(Entries in a dataset)
────────────────────

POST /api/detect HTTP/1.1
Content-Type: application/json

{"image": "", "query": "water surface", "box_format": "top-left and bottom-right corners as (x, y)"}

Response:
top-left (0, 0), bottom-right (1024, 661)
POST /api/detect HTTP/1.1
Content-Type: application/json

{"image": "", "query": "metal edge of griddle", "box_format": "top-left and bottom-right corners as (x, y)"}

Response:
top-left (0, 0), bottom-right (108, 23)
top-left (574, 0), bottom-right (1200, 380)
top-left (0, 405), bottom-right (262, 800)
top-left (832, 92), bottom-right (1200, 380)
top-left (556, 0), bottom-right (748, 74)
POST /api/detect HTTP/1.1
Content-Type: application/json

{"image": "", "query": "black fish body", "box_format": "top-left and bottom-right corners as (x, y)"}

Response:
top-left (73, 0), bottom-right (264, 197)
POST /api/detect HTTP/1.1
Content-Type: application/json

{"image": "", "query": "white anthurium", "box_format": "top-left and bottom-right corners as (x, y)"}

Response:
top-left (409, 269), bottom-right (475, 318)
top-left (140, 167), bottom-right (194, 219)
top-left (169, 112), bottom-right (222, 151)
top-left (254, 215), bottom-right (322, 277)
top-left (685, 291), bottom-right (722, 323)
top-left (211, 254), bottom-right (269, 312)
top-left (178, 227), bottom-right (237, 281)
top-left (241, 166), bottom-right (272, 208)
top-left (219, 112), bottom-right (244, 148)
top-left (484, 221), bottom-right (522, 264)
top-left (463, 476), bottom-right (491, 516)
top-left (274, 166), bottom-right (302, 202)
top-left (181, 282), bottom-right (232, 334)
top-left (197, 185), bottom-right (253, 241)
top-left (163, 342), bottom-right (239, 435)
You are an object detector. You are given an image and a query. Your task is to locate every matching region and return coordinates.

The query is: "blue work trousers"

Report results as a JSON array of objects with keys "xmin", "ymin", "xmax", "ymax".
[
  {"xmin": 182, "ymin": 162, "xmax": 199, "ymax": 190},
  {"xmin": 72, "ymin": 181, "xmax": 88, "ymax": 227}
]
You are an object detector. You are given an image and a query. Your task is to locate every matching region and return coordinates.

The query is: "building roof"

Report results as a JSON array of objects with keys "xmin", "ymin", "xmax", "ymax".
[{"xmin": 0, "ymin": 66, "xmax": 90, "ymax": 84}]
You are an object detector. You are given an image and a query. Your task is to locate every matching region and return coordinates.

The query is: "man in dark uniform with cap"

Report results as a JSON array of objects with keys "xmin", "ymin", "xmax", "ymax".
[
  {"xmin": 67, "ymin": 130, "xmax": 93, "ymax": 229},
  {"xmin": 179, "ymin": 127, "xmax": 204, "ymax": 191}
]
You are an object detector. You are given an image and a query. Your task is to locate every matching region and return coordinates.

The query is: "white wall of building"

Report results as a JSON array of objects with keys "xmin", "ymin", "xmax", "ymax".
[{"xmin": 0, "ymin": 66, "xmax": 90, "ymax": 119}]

────────────────────

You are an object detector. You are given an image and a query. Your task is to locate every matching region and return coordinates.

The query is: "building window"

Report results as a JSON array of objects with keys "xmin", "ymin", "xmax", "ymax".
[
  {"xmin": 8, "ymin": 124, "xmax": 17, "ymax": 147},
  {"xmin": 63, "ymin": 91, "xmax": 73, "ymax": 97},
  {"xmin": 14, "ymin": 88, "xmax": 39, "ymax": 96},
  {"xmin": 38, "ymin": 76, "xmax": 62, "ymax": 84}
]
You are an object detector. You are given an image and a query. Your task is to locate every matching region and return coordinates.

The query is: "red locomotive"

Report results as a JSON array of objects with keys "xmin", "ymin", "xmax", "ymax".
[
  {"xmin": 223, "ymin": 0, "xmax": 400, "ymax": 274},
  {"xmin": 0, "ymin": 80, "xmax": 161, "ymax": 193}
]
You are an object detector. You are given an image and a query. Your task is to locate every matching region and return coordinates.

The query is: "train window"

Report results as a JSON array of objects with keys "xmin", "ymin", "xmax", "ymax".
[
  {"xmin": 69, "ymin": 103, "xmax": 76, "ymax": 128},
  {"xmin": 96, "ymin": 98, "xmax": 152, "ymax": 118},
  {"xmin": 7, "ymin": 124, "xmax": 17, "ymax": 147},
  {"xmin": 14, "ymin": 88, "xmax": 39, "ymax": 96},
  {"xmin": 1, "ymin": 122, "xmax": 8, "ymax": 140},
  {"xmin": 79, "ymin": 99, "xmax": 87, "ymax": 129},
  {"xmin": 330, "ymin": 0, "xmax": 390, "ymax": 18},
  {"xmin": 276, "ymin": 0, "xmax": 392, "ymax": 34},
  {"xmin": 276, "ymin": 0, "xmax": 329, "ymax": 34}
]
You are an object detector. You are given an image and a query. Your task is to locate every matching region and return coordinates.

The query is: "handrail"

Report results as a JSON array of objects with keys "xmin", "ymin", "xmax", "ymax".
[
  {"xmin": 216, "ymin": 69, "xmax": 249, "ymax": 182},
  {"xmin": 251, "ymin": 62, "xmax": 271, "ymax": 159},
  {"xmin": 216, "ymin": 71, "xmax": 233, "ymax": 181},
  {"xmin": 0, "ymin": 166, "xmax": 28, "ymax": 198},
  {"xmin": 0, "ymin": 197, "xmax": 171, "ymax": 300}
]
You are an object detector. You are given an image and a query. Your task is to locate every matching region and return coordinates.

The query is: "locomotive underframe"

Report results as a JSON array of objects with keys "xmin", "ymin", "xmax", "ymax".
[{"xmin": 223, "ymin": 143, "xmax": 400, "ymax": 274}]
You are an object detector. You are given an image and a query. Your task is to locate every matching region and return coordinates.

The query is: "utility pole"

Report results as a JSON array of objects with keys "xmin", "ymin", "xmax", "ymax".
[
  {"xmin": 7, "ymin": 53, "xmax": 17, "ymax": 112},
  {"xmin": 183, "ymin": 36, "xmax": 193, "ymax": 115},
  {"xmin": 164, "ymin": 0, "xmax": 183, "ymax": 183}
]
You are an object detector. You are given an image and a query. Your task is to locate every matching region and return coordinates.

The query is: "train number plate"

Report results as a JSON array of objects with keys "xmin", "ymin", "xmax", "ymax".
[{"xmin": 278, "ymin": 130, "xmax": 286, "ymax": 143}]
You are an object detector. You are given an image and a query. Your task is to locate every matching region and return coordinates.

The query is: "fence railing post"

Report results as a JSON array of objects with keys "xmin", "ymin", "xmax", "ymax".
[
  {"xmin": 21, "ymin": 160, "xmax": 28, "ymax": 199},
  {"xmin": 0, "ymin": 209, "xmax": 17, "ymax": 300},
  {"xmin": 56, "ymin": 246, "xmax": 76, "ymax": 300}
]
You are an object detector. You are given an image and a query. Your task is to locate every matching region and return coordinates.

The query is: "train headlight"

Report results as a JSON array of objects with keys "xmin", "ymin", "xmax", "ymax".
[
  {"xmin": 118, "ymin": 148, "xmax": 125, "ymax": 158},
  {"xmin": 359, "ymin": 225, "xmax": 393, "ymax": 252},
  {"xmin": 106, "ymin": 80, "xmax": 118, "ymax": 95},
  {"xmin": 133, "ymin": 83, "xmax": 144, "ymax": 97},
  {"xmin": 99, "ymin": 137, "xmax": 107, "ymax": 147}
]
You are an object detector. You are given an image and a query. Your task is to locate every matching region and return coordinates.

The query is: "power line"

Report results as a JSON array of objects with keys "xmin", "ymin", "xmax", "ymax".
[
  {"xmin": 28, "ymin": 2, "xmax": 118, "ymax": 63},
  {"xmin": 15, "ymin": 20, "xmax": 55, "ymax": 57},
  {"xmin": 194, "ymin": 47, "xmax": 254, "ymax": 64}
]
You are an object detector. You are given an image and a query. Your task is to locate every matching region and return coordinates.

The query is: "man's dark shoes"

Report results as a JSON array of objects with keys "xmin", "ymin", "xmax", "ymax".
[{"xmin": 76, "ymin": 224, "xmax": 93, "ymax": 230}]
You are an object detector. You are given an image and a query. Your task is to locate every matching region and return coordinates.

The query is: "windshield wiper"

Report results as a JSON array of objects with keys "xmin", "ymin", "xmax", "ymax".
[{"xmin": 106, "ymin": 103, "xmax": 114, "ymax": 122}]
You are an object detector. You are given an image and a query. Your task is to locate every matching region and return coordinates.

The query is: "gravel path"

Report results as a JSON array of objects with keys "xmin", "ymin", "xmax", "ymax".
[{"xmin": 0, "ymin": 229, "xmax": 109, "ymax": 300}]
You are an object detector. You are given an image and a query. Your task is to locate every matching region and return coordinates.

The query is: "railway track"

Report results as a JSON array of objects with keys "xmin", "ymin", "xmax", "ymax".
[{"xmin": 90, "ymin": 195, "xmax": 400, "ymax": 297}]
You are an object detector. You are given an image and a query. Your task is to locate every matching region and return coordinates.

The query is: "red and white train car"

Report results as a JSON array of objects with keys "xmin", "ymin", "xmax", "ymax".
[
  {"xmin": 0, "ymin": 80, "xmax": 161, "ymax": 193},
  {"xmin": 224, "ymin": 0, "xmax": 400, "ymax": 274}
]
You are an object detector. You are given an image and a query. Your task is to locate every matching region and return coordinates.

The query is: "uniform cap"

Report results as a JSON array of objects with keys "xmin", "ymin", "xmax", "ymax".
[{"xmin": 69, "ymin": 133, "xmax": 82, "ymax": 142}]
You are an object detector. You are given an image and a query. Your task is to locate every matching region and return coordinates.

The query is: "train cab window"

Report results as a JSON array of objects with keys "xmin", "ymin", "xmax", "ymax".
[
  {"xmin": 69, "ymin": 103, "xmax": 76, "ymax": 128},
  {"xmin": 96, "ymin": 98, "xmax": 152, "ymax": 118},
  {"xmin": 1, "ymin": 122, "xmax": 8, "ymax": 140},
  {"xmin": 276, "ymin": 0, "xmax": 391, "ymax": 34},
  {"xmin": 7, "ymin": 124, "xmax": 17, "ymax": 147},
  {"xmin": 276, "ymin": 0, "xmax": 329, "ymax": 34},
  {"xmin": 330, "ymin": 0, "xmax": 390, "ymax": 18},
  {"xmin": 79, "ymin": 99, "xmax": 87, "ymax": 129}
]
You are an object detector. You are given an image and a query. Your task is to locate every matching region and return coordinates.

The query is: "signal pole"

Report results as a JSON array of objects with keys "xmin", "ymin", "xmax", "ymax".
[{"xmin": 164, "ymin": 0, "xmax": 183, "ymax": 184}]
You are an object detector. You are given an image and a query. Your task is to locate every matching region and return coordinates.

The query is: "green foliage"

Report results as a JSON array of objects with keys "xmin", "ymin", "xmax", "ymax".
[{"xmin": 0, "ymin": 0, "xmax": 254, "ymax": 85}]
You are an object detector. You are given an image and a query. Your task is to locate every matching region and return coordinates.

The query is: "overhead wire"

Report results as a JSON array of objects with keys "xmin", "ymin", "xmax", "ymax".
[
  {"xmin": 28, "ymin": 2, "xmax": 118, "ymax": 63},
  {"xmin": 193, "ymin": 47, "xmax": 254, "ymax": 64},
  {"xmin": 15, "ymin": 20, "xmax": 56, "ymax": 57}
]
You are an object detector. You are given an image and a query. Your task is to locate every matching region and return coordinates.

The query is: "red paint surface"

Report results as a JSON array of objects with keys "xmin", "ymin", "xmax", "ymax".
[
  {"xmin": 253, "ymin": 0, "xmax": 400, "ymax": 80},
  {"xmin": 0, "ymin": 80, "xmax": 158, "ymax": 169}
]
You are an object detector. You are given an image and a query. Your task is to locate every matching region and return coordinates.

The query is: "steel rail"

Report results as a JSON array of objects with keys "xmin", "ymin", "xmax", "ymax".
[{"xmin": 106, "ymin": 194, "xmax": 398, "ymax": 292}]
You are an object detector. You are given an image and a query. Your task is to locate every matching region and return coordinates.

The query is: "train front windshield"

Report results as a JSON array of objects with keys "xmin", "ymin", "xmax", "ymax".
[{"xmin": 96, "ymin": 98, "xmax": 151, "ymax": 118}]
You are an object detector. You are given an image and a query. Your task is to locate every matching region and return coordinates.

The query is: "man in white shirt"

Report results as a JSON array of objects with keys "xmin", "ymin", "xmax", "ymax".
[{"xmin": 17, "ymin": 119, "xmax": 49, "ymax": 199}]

────────────────────

▶ **To be done**:
Can you pull out every line of the entries above that contains the string "train"? Treat uppercase and lowercase as different.

▶ **Answer in full**:
The query is: "train window"
The query is: "train number plate"
The query is: "train headlight"
The query is: "red and white train car"
The query is: "train cab window"
The query is: "train front windshield"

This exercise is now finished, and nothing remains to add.